• **Problem details**: From the listing below, pull out every line where the string "leaf" appears.

• **Exercise inputs**:
───
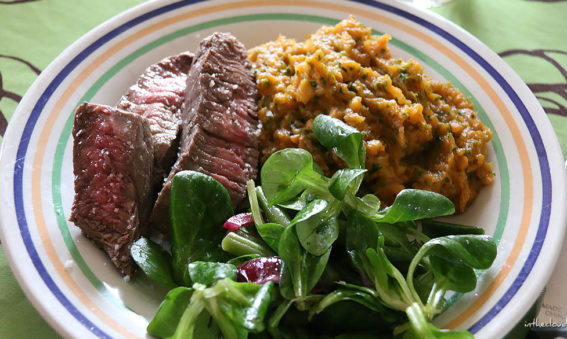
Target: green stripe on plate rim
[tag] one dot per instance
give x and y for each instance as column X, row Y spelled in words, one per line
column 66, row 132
───
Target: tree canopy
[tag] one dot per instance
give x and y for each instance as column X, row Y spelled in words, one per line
───
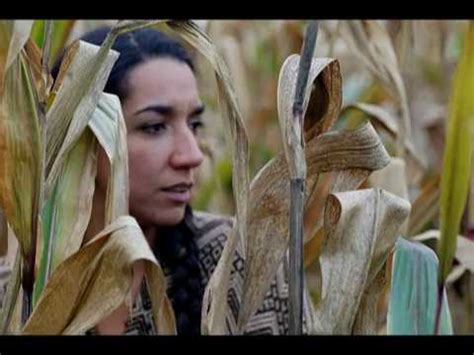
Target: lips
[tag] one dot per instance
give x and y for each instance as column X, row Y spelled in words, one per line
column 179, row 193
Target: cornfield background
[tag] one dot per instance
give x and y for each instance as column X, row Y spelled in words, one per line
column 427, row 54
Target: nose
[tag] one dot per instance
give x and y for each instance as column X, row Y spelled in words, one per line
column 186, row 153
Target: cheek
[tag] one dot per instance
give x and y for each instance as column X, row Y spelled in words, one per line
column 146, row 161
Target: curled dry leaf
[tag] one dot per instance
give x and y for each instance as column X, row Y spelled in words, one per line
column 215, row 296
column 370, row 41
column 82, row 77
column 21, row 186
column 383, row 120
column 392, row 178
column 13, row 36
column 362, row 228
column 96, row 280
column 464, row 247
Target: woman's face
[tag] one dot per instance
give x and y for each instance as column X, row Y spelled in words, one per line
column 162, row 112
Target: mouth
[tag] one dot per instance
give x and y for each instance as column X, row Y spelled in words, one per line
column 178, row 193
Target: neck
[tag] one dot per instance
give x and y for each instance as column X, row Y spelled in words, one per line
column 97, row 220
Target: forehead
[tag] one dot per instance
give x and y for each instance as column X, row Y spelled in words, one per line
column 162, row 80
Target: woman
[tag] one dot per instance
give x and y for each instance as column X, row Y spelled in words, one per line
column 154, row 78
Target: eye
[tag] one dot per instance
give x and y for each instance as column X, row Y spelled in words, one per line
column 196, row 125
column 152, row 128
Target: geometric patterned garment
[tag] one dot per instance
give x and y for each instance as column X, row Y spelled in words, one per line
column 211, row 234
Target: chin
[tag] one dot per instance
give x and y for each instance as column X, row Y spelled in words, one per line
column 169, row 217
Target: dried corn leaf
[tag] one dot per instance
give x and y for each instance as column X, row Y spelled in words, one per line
───
• **Expected answer**:
Target: curled dry leaf
Target: dried corn leaf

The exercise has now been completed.